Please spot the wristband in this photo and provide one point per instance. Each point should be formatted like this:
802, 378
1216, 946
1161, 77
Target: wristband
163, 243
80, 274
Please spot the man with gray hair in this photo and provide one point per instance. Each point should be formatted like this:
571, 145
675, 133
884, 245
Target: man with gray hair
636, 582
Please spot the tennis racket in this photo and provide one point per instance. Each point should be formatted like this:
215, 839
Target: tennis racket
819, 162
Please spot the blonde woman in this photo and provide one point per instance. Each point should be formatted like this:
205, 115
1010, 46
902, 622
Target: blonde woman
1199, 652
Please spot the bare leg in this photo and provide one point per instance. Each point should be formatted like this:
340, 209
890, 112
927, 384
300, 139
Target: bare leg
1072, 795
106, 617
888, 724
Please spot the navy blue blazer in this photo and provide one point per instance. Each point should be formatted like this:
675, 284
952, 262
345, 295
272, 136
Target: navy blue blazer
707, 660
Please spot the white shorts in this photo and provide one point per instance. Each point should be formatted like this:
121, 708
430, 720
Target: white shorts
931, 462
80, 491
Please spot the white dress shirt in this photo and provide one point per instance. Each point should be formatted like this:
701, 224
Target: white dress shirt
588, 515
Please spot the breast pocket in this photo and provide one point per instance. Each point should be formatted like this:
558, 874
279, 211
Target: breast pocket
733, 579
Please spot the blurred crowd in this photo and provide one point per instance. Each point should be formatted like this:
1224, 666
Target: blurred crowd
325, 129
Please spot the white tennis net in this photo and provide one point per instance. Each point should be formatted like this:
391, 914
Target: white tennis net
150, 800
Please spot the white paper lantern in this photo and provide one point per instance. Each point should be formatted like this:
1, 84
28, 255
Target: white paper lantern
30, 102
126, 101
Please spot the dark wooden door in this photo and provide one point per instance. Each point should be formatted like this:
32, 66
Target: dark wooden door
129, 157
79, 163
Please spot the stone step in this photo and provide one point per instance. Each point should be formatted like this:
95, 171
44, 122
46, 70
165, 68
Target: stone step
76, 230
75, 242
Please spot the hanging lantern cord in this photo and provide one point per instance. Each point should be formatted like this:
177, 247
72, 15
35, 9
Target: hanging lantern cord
++++++++++++++++++++
### Assignment
Your task is to print all of the records exactly.

### Task solution
Please spot the wristband in this photo and provide one point per instance. Each point should be formatted like this:
802, 378
1216, 946
1161, 77
Target: wristband
163, 243
80, 274
Please spot the man with gray hair in this photo and provide one point per instance. Each point should be formatted like this:
571, 145
675, 133
884, 245
Target: man with gray hair
636, 582
Please spot the tennis racket in this photo and provide one point per instance. Each point should be formatted like this:
215, 839
Target: tennis racket
819, 162
Please spot the blonde woman in this photo and provide one point per instance. Each point should be formatted like this:
205, 115
1010, 46
902, 622
Target: blonde woman
1199, 652
Please spot the bare leg in this photo and provide one point per instance. Each point should be formatted like this:
340, 209
890, 112
927, 384
300, 139
Target: bare leg
1072, 795
106, 617
888, 724
Please spot the navy blue blazer in this photo and provide one point per instance. Each point should be formatted like this:
675, 284
952, 262
345, 295
272, 136
Target: navy blue blazer
707, 660
Please spot the white shorts in this photo and provide one point per instance. Each point should be formatted like this:
121, 708
430, 720
Target: white shorts
931, 462
80, 491
Please spot the white dress shirt in this photo and provide one point per instance. Each point should be formatted like this:
701, 224
Target: white dress shirt
588, 515
Please spot the breast pocket in this photo and provide one point per instance. Each point should be formatted like this:
558, 874
279, 211
Target: breast pocket
733, 579
Please spot the blurred crowd in this photo and provide one point per instance. Each point should be formatted like this:
1224, 666
Target: blurred crowd
325, 129
Please spot the white tennis net in this photo and provide one point per instance. Each point should be formatted like this:
391, 914
Target: white tennis net
150, 800
Please spot the white paper lantern in this photo and provide one point per instance. Each point should be formatted like this:
1, 84
28, 255
Target: white paper lantern
30, 102
126, 101
Please spot the dark wooden door in this photo and provide one point per instance. Each point should be formatted like this:
32, 66
Target: dark wooden door
129, 157
79, 163
Please spot the stone step in this photo and provide one point per instance. Each point should be formatted like this:
95, 171
44, 122
46, 70
165, 68
Target: stone step
76, 230
75, 242
Please spot the hanging lantern cord in this photo and provide one point per instance. Each point should be formatted like this:
177, 247
72, 15
35, 9
Target: hanging lantern cord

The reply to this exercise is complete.